## Extrait:
▼

14. Au terme de ses dernières conclusions transmises par voie électronique le 31 octobre 2019, la société NEON demande à la cour, au visa notamment du Règlement (UE) du 12 décembre 2012 et de l'ancien article L. 442-6 I-5° du Code de commerce (devenu article L. 442-1 du même Code), de bien vouloir :
- Confirmer le jugement rendu par le Tribunal de commerce de Paris le 24 juin 2019 en toutes ses dispositions ;
- Condamner la société Sport One à verser à la société NEON une somme de 20 000 euros au titre de l'article 700 et aux entiers dépens.
III. MOYENS DES PARTIES
15. La société Sport One fait valoir en substance que la clause d'élection de for dont se prévaut la société NEON est inapplicable en ce qu'elle ne vise pas les actions diligentées dans la présente instance de sorte que la détermination de la juridiction compétente doit être faite en application de l'article 7 du Règlement (UE) n° 1215/2012 du Parlement européen et du Conseil du 12 décembre 2012 concernant la compétence judiciaire, la reconnaissance et l'exécution des décisions en matière civile et commerciale (ci-après désigné le Règlement Bruxelles I bis) désignant la juridiction du lieu du fait dommageable.
16. La société Sport One considère en premier lieu que le jugement doit être infirmé en ce qu'il a considéré qu'elle avait présenté une demande fondée sur deux moyens, l'un relatif aux pratiques anticoncurrentielles (article L. 420-1 et suivants du Code de commerce et 102 TFUE) et l'autre à la rupture brutale des relations commerciales (l'article L. 442-6-I-5° du Code de commerce (dans sa version en vigueur antérieure à l'ordonnance 2019-359 du 24 avril 2019) alors qu'elle avait fait deux demandes, l'une principale et l'autre subsidiaire, ce qui devait le conduire à examiner ces deux demandes.

▲

## Lignes de données:
▼

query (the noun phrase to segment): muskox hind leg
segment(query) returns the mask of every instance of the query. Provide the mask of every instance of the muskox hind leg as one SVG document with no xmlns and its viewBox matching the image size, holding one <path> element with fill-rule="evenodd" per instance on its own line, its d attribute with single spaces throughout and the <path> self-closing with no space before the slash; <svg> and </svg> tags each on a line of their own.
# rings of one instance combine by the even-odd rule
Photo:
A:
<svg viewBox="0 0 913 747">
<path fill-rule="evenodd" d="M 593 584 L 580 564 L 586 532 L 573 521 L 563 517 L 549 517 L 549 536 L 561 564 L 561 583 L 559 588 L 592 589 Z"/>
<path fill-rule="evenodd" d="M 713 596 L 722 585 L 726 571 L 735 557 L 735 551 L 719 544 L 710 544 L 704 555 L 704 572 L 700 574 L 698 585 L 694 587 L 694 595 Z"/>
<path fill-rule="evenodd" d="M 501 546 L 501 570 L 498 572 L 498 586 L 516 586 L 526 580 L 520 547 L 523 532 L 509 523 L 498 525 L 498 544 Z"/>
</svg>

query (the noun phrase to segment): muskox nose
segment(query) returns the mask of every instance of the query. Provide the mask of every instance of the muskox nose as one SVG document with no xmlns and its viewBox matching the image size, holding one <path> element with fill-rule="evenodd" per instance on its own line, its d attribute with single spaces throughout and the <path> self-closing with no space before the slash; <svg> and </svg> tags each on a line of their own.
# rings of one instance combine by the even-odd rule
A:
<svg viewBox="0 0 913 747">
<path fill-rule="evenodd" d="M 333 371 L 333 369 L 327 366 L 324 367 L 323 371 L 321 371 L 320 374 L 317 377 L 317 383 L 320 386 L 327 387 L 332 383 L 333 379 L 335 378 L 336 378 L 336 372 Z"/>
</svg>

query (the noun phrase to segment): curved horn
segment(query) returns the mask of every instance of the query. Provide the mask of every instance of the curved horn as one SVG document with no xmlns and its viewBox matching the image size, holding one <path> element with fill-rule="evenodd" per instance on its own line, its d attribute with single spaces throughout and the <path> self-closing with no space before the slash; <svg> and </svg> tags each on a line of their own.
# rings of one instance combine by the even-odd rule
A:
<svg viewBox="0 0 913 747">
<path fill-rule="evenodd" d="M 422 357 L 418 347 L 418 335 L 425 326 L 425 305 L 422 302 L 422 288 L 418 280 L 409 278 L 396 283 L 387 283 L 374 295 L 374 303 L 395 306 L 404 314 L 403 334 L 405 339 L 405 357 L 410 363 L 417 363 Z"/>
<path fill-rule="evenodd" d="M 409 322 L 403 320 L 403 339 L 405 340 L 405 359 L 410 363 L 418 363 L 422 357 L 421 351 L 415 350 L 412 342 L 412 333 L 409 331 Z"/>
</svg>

▲

## Consigne:
D'après l'extrait, quelle somme la société NEON demande-t-elle que la société Sport One soit condamnée à lui verser au titre de l'article 700 ?

## Corrigé:
Une somme de 20 000 euros.